(Source information Opens)

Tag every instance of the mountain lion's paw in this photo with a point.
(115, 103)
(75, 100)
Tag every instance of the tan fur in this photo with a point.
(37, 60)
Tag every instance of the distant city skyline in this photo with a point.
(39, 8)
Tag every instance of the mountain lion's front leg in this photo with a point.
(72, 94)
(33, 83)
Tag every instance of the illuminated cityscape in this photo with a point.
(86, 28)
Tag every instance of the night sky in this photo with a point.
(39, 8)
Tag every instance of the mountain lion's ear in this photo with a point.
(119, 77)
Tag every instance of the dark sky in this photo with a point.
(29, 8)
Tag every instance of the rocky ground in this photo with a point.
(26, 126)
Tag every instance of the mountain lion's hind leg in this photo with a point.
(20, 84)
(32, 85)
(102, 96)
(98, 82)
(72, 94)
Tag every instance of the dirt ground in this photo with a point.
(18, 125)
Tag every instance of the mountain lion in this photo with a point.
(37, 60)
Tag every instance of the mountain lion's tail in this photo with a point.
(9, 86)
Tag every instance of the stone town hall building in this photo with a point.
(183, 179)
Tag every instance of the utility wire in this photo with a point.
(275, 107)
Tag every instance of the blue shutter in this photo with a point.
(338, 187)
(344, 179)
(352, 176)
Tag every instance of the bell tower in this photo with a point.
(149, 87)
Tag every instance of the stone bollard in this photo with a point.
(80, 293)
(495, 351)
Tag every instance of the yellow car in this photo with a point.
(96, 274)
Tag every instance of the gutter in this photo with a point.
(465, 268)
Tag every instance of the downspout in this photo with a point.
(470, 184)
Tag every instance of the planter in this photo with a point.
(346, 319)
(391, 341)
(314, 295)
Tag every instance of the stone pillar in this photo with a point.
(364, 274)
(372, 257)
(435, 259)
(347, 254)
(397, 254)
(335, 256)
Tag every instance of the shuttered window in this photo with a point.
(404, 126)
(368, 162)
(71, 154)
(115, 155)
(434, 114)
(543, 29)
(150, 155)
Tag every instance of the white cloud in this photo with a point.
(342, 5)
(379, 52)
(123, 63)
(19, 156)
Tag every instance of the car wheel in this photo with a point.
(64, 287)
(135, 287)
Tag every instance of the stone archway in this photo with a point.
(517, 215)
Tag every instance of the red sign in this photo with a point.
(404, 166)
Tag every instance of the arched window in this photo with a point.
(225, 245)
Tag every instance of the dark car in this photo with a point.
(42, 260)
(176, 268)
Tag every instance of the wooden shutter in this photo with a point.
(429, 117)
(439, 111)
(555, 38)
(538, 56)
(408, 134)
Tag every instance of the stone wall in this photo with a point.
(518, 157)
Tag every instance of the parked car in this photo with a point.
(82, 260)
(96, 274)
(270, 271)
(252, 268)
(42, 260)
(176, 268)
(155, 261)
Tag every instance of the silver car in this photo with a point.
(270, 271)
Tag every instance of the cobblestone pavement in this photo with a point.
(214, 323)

(Source information Closes)

Task statement: Transcribe nothing except the lines from the one with "Tag every instance of the arched" through the end of the data above, each exactly as it appears.

Task response:
Tag every instance of the arched window in this photo with a point.
(225, 245)
Tag every instance of the dark car in this photo with a point.
(42, 260)
(176, 268)
Tag every instance of the wooden shutter in this photo with a point.
(429, 117)
(439, 111)
(555, 38)
(538, 56)
(408, 134)
Tag every instance of the stone wall in this photo with a point.
(518, 157)
Tag every instance of the parked car in this photo with a point.
(82, 260)
(96, 274)
(270, 271)
(252, 268)
(42, 260)
(176, 268)
(155, 261)
Tag every instance of the silver car in this photo with a point.
(270, 271)
Tag every instance of the cobblestone pavement in this photo with a point.
(214, 323)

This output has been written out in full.